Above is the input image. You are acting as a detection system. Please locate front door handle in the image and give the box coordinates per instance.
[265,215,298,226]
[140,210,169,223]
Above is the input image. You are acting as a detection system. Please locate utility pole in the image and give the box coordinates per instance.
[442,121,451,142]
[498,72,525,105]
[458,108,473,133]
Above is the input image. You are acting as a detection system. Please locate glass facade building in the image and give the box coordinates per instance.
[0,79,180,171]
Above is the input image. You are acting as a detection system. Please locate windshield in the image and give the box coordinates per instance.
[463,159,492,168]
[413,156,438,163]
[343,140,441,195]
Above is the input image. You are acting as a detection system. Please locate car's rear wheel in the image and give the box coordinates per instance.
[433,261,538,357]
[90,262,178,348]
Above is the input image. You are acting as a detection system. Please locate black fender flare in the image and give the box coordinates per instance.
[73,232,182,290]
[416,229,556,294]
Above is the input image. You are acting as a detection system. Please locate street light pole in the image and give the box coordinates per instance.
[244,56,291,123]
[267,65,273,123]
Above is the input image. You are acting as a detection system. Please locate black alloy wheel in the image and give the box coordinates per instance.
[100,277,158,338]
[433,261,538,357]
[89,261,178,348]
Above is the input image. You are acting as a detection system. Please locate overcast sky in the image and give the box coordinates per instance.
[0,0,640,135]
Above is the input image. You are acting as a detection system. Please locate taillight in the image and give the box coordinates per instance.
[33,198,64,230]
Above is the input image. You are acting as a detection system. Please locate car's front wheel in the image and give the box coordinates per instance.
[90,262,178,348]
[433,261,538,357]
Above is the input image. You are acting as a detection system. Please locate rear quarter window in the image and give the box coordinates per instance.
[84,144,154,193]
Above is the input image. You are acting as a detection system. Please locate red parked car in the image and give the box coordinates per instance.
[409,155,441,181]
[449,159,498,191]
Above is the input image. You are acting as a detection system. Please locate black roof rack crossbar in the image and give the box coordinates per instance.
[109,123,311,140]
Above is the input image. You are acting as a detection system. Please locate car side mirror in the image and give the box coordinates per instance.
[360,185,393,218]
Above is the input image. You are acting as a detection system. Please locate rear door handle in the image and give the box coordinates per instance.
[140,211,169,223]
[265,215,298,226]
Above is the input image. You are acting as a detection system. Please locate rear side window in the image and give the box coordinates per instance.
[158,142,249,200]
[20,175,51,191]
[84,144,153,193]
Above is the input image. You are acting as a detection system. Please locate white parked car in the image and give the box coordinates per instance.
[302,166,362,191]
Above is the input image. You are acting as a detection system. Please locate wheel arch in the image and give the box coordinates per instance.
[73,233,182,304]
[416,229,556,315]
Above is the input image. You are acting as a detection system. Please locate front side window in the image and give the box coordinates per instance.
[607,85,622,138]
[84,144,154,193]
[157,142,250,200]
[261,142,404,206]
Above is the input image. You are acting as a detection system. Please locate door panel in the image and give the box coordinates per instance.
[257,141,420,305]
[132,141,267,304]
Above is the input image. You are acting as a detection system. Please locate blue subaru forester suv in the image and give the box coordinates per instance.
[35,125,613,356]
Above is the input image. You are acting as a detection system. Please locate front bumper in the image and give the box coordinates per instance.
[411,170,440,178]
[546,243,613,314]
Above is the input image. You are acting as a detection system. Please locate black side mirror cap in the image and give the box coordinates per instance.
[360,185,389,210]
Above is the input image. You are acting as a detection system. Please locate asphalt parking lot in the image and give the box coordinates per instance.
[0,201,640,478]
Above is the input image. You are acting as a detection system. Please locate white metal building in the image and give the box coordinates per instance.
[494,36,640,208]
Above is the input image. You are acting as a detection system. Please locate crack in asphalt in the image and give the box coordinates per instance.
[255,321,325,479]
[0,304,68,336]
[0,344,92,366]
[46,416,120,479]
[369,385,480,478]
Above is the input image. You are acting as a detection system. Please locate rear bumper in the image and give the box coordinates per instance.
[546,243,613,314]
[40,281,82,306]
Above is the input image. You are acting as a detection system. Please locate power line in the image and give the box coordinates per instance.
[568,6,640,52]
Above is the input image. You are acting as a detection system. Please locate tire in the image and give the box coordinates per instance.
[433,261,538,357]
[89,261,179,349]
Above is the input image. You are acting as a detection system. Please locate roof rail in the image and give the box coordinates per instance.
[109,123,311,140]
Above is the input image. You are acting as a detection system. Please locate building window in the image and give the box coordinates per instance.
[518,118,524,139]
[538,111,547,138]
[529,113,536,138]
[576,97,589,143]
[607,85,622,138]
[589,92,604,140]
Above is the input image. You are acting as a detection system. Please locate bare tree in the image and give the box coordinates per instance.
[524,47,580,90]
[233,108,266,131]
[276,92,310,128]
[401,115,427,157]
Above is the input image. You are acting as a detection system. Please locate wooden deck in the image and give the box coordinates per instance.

__________________________________________________

Copy each of the entries above word for word.

Above is the input image. You are acting as a detection system. Please locate front door handle in the image and give the box coordinates per instance.
[265,215,298,226]
[140,210,169,223]
Above is the input image. You are acting as a detection system. Please locate utility pole in the image and give the box coordinates per instance.
[442,121,451,142]
[498,72,525,105]
[458,108,473,133]
Above is the input image. You are acting as a detection system. Please locate glass facade building in the image and give the box coordinates per instance.
[0,79,180,171]
Above is the input image. You are acting as a detection system. Please locate windshield in the image and give the box coordinates per instance.
[463,159,492,168]
[413,156,438,163]
[343,140,441,195]
Above is the input image. You are acting as a detection system. Please locate car's rear wheel in the image and give the box coordinates per instance.
[433,261,538,357]
[90,262,178,348]
Above is the input image. You are acting as a detection system. Please locate black fender flare in the image and give the box coordinates per instance.
[73,232,182,290]
[416,229,556,294]
Above is the input image. You are acting as a detection system. Please locate street light pole in the image and give the box coordinates per instance.
[244,56,291,123]
[267,65,273,123]
Above is the input image. You are acting as a detection system. Please locate black alloy wheel in the image and give the box coordinates per instance.
[100,277,158,338]
[433,261,538,357]
[89,261,178,348]
Above is the input image. You are acting as a detection system. Please locate overcast sky in the image and give the box coordinates per instance.
[0,0,640,135]
Above is the input image. You are acting as a detection system. Please locate taillight in the image and give the box coordinates per instance.
[33,198,64,230]
Above is the input image. You are acting as a detection system. Please locate car's front wheel in the image and give the box coordinates per instance.
[90,262,178,348]
[433,261,538,357]
Above is the input image. You are acting as a detection system. Please locate rear quarter window in the image and give the box coordinates per instance.
[84,144,154,193]
Above is the input image. You are acting as a detection system. Please locate red parked car in the image and give the box coordinates per instance.
[409,155,441,181]
[449,159,498,191]
Above is the input image. You are acting as a detection system. Please locate black roof rack crossbar in the image and give the box coordinates per instance.
[109,123,311,140]
Above is the input image. You are acting as a detection system. Please locate car side mirror in the image and give the box coordinates per instance.
[360,185,393,218]
Above is the input image. You are acting as a detection system. Please locate rear door handle in the image and give the box coordinates per instance.
[140,211,169,223]
[265,215,298,226]
Above is the input image. You are acting as a detection system. Please locate rear side window in the image and give the box coordinates per instance.
[158,142,249,200]
[20,175,51,191]
[84,144,153,193]
Above is the input image. You are acting as a detection system. Please locate white parked car in the image and give the box coordinates per instance.
[302,166,362,191]
Above is the input image. You are acting as a detection system. Please locate wheel arch in the image and give the box coordinates per instance.
[73,233,182,304]
[416,229,556,315]
Above is the input image. You are acting as a detection system. Please locate front side window in the image and give the box coordinates per instance.
[607,85,622,138]
[84,144,154,193]
[157,142,250,200]
[261,142,404,206]
Above is the input image. You are acting as a detection system. Please locate door panel in the image and give the box coordinates per instance.
[257,141,420,305]
[132,141,267,304]
Above is the input image. You are acting as a detection system. Please locate blue subaru forester suv in the image and give the box coordinates per instance.
[35,125,613,356]
Above is the input image. You are acting as a detection system. Please locate front bumper in the image and give the box coordinates per instance.
[411,170,440,178]
[546,243,613,314]
Above is the input image. You are acting as a detection system. Please locate black side mirror cap in the image and give the box coordinates per instance.
[360,185,389,210]
Above is the input image. You are acting as a detection system. Please locate asphalt parking lot in the image and give the box coordinates per instance.
[0,201,640,478]
Above is the input image. You are acting as a detection system. Please locate white metal building in the image and give the box coordinates per instance.
[494,36,640,208]
Above is the input image. You are acting as a detection system. Please locate crack in asphalt in the image and give the box coordinates per instance.
[255,321,325,479]
[0,304,68,336]
[0,344,92,366]
[46,416,120,479]
[369,385,480,478]
Above is the input image. You are acting as a detection system. Please locate rear bumper in the image and give the box coordinates per instance.
[546,243,613,314]
[40,281,82,306]
Above is the input image. You are acting as a detection system. Please locate power line in the image and give the box coordinates per instance.
[568,6,640,52]
Above is the input image. You are acting as a detection system. Please locate tire in the image and give the box coordinates per instance.
[433,261,538,357]
[89,261,179,349]
Above is the input image. You are acting as a detection system. Please locate roof rail in the image and give the box coordinates per instance.
[109,123,311,140]
Above is the input image. You are acting as a detection system. Please locate building window in the image and give the box coordinates per instance.
[518,118,524,139]
[538,111,547,138]
[529,113,536,138]
[576,97,589,143]
[607,85,622,138]
[589,92,604,140]
Above is the input image. You are acting as a detection system. Please locate bare tree in the image and give the box coordinates per instance.
[524,47,580,90]
[233,108,266,131]
[276,92,310,128]
[401,115,427,157]
Above is the input image. You are acting as a detection system. Please locate wooden deck in the image and give the box coordinates per instance.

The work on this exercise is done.